[Exercise prompt]: Restate the package documentation, starting with "Package 'GRelevance'" and going on through "Shi (2021) <arXiv:2107.00728>.", and replace "distributions" with "populations" wherever it occurs.

[Quoted passage]:
•••

Package 'GRelevance'

Title: Graph-Based k-Sample Comparisons and Relevance Analysis in High Dimensions
Description: We propose two distribution-free test statistics based on between-sample edge counts and measure the degree of relevance by standardized counts. Users can set edge costs in the graph to compare the parameters of the distributions. Methods for comparing distributions are as described in: Xiaoping Shi (2021) <arXiv:2107.00728>.
Authors: Xiaoping Shi [aut, cre]
Maintainer: Xiaoping Shi <[email protected]>
License: MIT + file LICENSE
Version: 1.0
Built: 2024-11-16 03:33:09 UTC
Source: https://github.com/cran/GRelevance

Help Index


Basic description

Description

Given the groups and the shortest Hamiltonian path, this function returns the number of edges that connect nodes between samples.

Usage

compbypath(G,re.path)

•••

[Data block]:
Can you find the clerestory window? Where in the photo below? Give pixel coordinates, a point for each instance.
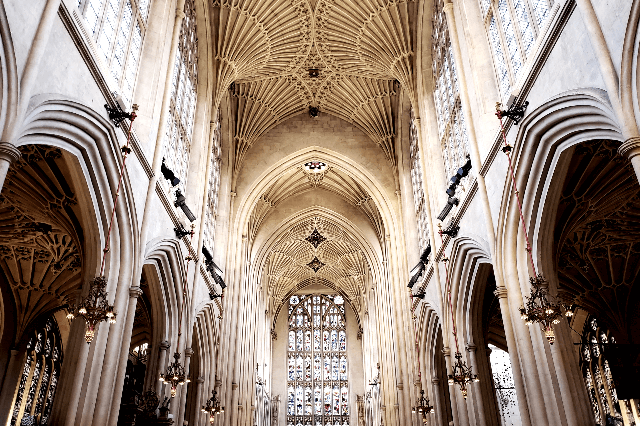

•••

[Solved exercise]:
Package 'GRelevance'

Title: Graph-Based k-Sample Comparisons and Relevance Analysis in High Dimensions
Description: We propose two distribution-free test statistics based on between-sample edge counts and measure the degree of relevance by standardized counts. Users can set edge costs in the graph to compare the parameters of the populations. Methods for comparing populations are as described in: Xiaoping Shi (2021) <arXiv:2107.00728>.